[Work order]: After finding the line that contains "Where can you find the bird's beak" in the material below, print that line and all subsequent lines exactly, up to and including the last.

[Records provided]:
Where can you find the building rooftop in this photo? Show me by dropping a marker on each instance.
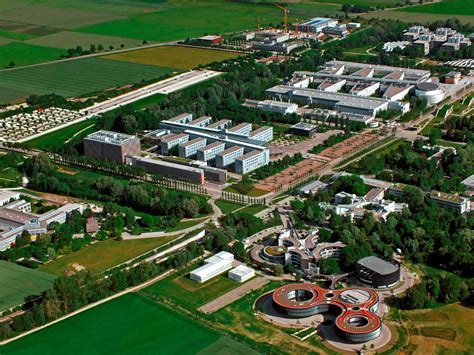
(378, 265)
(110, 137)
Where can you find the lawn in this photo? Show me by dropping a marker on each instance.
(228, 207)
(184, 292)
(203, 17)
(131, 324)
(18, 282)
(24, 54)
(73, 78)
(447, 7)
(446, 329)
(54, 140)
(104, 255)
(174, 56)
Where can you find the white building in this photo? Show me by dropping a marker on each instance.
(250, 161)
(213, 266)
(241, 273)
(277, 106)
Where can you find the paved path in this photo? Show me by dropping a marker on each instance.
(233, 295)
(92, 305)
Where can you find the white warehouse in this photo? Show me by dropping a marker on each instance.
(213, 266)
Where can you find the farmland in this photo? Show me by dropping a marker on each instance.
(73, 78)
(23, 54)
(101, 256)
(18, 282)
(129, 324)
(55, 140)
(173, 56)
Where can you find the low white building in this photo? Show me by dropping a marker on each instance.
(213, 266)
(241, 273)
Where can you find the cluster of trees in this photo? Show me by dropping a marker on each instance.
(409, 164)
(70, 293)
(277, 166)
(170, 205)
(438, 288)
(459, 129)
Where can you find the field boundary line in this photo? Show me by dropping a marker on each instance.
(92, 305)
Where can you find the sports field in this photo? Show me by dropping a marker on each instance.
(189, 294)
(131, 324)
(18, 282)
(104, 255)
(174, 56)
(76, 77)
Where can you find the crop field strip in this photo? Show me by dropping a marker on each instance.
(76, 77)
(173, 56)
(18, 282)
(143, 326)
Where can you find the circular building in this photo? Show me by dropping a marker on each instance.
(431, 92)
(378, 272)
(353, 307)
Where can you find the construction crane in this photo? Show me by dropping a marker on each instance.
(286, 11)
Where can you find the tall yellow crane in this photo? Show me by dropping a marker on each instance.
(286, 11)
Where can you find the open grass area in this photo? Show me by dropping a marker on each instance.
(23, 54)
(73, 78)
(131, 324)
(69, 39)
(228, 207)
(104, 255)
(18, 282)
(54, 140)
(446, 7)
(173, 56)
(189, 294)
(196, 18)
(446, 329)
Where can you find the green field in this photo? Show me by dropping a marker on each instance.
(24, 54)
(189, 294)
(68, 39)
(447, 7)
(104, 255)
(131, 324)
(54, 140)
(76, 77)
(173, 56)
(190, 19)
(18, 282)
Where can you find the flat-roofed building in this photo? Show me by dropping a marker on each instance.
(173, 170)
(460, 203)
(213, 266)
(191, 147)
(250, 161)
(171, 141)
(243, 128)
(228, 156)
(183, 118)
(107, 145)
(201, 121)
(262, 134)
(241, 273)
(221, 124)
(277, 106)
(210, 151)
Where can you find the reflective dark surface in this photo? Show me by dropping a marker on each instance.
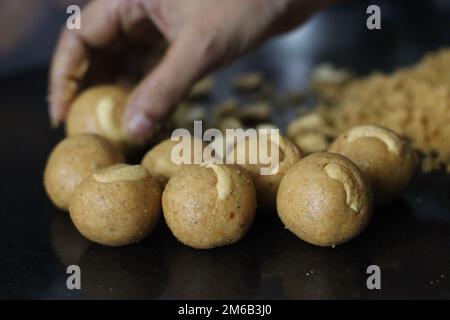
(409, 239)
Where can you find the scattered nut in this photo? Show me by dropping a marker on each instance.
(387, 160)
(306, 123)
(259, 111)
(267, 126)
(324, 199)
(209, 207)
(230, 123)
(74, 159)
(116, 206)
(312, 142)
(248, 82)
(329, 74)
(225, 109)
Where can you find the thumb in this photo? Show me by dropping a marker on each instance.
(154, 98)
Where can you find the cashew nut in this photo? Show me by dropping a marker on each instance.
(121, 172)
(345, 176)
(106, 119)
(390, 139)
(224, 185)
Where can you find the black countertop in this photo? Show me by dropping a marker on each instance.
(409, 239)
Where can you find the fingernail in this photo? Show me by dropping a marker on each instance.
(139, 126)
(54, 121)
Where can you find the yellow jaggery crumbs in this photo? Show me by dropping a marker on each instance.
(413, 101)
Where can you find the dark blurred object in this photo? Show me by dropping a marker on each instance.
(28, 32)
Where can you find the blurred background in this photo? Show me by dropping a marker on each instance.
(37, 241)
(29, 30)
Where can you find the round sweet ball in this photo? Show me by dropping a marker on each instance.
(387, 160)
(100, 110)
(324, 199)
(267, 181)
(116, 206)
(74, 159)
(210, 205)
(158, 161)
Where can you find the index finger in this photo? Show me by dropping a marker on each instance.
(100, 27)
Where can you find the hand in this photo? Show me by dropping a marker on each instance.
(201, 35)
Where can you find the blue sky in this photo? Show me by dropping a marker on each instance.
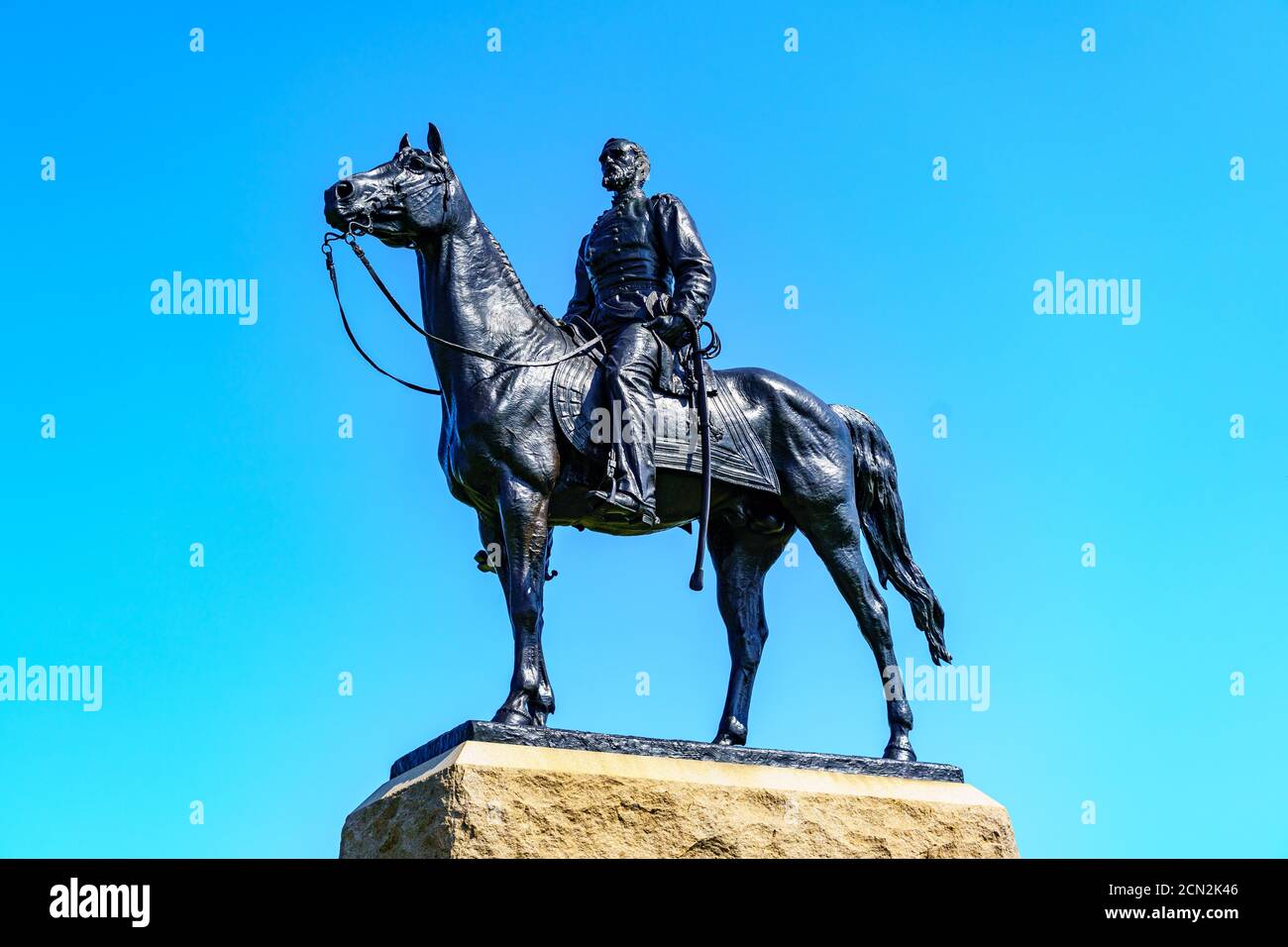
(811, 169)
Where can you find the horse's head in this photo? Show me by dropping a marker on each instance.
(407, 197)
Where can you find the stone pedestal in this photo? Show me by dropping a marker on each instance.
(487, 791)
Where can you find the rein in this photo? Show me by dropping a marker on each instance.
(351, 239)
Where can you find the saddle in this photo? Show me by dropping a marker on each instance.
(737, 455)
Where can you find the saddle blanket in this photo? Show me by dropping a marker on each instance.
(737, 454)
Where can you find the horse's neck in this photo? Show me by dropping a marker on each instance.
(471, 295)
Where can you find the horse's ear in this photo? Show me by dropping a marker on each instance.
(436, 142)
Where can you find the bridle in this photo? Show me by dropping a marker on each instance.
(349, 237)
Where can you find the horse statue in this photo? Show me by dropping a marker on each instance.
(515, 388)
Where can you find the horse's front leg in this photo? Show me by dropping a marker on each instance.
(522, 515)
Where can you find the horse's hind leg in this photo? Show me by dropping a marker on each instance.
(742, 557)
(836, 535)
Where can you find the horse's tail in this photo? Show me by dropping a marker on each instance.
(876, 487)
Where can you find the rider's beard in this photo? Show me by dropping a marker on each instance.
(618, 178)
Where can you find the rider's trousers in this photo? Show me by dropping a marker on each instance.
(634, 359)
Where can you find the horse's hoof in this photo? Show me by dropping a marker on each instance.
(513, 718)
(903, 754)
(733, 733)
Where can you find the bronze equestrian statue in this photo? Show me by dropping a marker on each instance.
(514, 379)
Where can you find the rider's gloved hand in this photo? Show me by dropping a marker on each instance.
(671, 328)
(674, 330)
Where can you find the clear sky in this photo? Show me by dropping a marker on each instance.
(1109, 685)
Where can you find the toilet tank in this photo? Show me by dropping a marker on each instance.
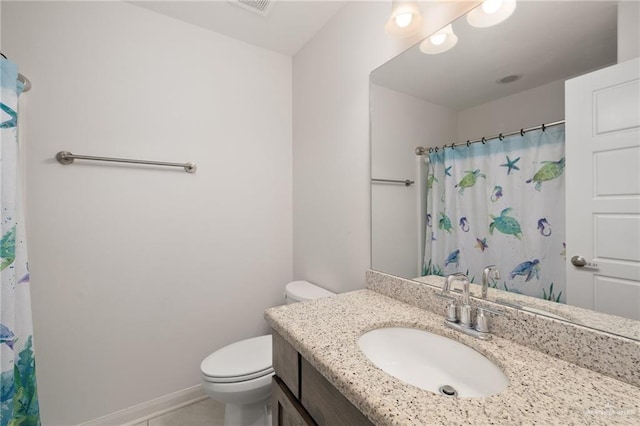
(299, 291)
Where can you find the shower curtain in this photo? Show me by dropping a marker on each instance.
(18, 394)
(500, 202)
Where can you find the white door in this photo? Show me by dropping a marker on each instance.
(603, 189)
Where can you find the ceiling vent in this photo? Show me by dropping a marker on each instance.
(261, 7)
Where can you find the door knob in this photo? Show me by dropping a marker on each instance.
(580, 261)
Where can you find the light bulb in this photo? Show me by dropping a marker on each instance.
(491, 6)
(403, 19)
(438, 39)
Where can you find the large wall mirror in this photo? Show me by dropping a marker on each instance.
(495, 89)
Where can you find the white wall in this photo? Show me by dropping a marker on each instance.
(400, 123)
(331, 152)
(138, 273)
(628, 30)
(542, 104)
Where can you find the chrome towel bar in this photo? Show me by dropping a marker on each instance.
(406, 182)
(65, 157)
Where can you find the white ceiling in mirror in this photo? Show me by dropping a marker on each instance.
(555, 41)
(288, 26)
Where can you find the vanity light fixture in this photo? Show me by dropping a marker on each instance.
(405, 19)
(439, 42)
(491, 13)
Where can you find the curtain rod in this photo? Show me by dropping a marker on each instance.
(24, 80)
(422, 150)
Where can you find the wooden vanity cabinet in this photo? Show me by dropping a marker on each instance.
(302, 396)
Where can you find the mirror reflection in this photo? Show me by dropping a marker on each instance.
(487, 104)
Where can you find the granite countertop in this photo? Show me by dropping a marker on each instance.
(542, 389)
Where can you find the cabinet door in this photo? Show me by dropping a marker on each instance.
(286, 363)
(286, 410)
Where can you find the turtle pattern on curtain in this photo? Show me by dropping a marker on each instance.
(502, 203)
(18, 394)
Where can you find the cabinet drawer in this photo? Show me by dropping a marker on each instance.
(325, 403)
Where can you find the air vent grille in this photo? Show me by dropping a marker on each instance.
(261, 7)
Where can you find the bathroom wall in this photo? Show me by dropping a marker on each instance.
(628, 30)
(331, 153)
(138, 273)
(400, 123)
(542, 104)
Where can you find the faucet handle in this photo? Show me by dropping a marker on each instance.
(482, 321)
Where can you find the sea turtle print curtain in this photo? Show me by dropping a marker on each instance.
(500, 202)
(18, 395)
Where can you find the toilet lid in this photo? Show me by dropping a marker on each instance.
(304, 290)
(239, 361)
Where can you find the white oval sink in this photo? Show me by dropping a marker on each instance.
(431, 362)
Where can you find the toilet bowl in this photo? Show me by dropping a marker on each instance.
(240, 374)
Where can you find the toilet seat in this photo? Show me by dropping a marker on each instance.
(238, 362)
(236, 379)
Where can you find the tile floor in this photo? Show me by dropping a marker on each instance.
(204, 413)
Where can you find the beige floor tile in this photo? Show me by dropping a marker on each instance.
(204, 413)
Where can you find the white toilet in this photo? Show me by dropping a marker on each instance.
(240, 374)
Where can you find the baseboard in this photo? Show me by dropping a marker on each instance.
(150, 409)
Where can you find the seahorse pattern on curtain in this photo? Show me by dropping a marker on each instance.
(18, 393)
(500, 203)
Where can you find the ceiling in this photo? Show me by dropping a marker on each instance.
(542, 41)
(288, 26)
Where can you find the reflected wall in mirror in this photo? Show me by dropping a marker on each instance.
(498, 80)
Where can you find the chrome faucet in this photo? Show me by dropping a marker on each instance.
(490, 271)
(465, 309)
(465, 325)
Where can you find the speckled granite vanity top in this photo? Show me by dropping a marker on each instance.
(542, 389)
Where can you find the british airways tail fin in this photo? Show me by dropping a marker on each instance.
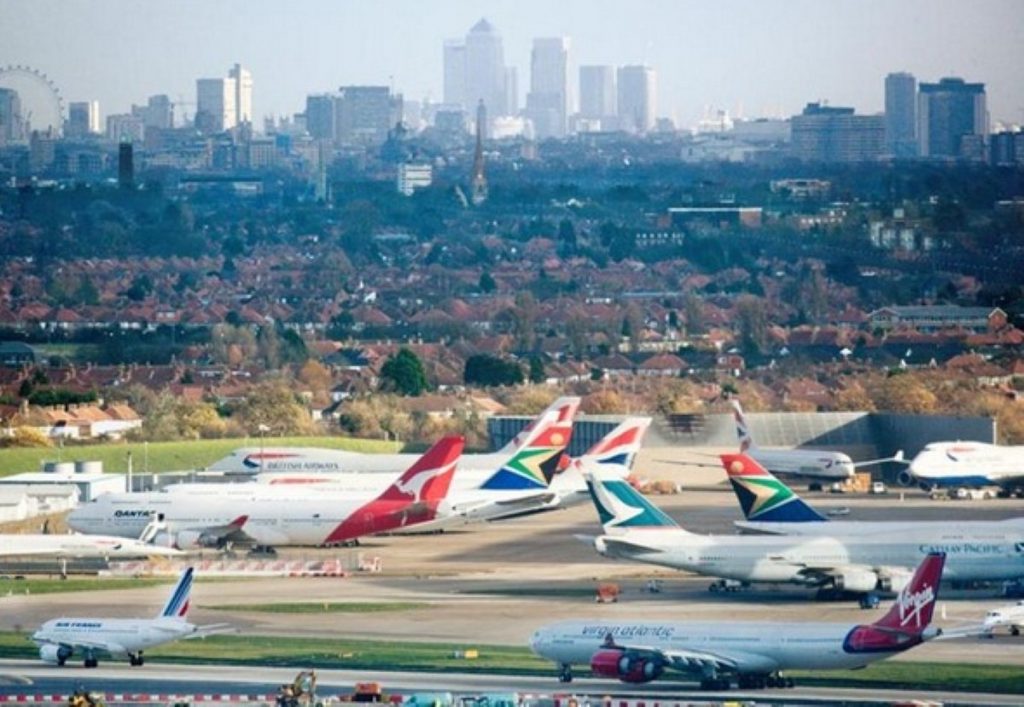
(430, 477)
(620, 505)
(762, 496)
(621, 446)
(534, 465)
(565, 408)
(177, 604)
(742, 429)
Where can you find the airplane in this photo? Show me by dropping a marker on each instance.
(968, 464)
(838, 565)
(313, 460)
(58, 639)
(753, 654)
(772, 507)
(817, 465)
(77, 545)
(279, 515)
(1011, 616)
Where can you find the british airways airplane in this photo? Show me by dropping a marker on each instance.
(754, 654)
(58, 639)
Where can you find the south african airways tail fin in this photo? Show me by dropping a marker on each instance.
(762, 496)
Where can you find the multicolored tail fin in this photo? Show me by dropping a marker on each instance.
(535, 463)
(430, 477)
(742, 429)
(177, 604)
(620, 447)
(762, 496)
(620, 505)
(565, 408)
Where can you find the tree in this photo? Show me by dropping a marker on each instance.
(484, 369)
(403, 373)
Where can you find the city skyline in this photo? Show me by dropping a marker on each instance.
(749, 57)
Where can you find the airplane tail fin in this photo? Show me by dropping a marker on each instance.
(534, 465)
(178, 601)
(620, 505)
(565, 408)
(742, 429)
(622, 444)
(430, 477)
(762, 496)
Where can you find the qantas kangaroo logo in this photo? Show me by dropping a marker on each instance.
(912, 604)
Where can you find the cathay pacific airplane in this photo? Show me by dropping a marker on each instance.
(283, 515)
(753, 654)
(772, 507)
(58, 639)
(857, 563)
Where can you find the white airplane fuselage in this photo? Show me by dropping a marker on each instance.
(991, 556)
(757, 647)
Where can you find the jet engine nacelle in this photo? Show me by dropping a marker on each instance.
(54, 654)
(857, 580)
(894, 579)
(619, 664)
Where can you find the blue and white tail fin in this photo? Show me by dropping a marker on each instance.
(535, 463)
(177, 604)
(565, 409)
(762, 496)
(620, 447)
(621, 506)
(742, 429)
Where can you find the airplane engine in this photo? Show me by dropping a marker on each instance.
(54, 654)
(856, 580)
(894, 579)
(619, 664)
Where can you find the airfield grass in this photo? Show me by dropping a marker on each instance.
(324, 607)
(377, 655)
(168, 456)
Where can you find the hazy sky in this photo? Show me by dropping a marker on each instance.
(761, 56)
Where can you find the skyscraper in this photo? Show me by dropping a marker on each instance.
(597, 92)
(901, 123)
(637, 98)
(952, 119)
(243, 93)
(485, 77)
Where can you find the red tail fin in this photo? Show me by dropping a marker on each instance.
(430, 476)
(913, 608)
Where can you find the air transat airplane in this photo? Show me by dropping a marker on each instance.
(636, 530)
(968, 465)
(301, 461)
(772, 507)
(286, 515)
(58, 639)
(755, 654)
(76, 545)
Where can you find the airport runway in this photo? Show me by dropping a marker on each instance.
(22, 677)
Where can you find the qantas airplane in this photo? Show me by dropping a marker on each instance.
(311, 460)
(755, 654)
(968, 464)
(58, 639)
(285, 515)
(772, 507)
(858, 563)
(75, 545)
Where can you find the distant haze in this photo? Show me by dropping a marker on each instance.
(755, 56)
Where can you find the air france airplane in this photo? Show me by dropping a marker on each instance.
(755, 654)
(288, 515)
(636, 530)
(58, 639)
(772, 507)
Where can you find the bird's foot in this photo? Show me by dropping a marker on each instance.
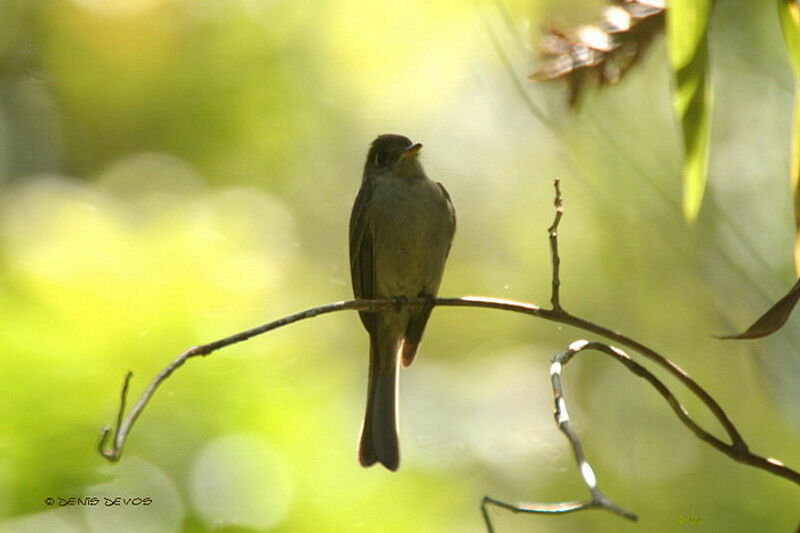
(400, 302)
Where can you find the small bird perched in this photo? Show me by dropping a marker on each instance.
(401, 228)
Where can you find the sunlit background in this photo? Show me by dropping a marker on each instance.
(174, 171)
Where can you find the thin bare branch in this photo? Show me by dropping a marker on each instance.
(552, 231)
(597, 500)
(737, 449)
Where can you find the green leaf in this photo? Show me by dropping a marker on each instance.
(773, 319)
(687, 23)
(789, 12)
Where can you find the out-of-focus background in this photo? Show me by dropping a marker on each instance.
(173, 171)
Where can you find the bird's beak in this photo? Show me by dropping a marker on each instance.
(411, 150)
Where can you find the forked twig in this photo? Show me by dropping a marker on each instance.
(737, 449)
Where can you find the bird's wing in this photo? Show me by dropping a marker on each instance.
(362, 269)
(418, 321)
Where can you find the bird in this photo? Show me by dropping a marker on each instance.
(401, 228)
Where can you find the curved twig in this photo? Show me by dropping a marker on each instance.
(737, 450)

[Answer to this problem]:
Where can you find the bird's beak in this photo? Show me by dropping a marker on each instance.
(411, 150)
Where can you find the forked twig in this photo? Show me by dropping a marker on each instance.
(737, 449)
Where can you find the bird's wing in this photo? Show me by dropping a marker on each instance.
(362, 269)
(418, 321)
Where can you find the bird in this photo? Show me by dropping a marker on each instance.
(401, 228)
Where can you find the curved twig in this photo? Show me by dropping a marker on each instance.
(737, 450)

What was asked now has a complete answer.